(Saved entries)
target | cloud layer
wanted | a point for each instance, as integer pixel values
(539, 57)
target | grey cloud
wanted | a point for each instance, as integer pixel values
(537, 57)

** TASK DIRECTIONS **
Every line above is to be duplicated exactly as shown.

** THE COMPLETED TASK **
target | cloud layer
wanted | a point for each instance, as integer pixel values
(539, 57)
target | grey cloud
wanted | a point for each instance, as integer pixel values
(537, 57)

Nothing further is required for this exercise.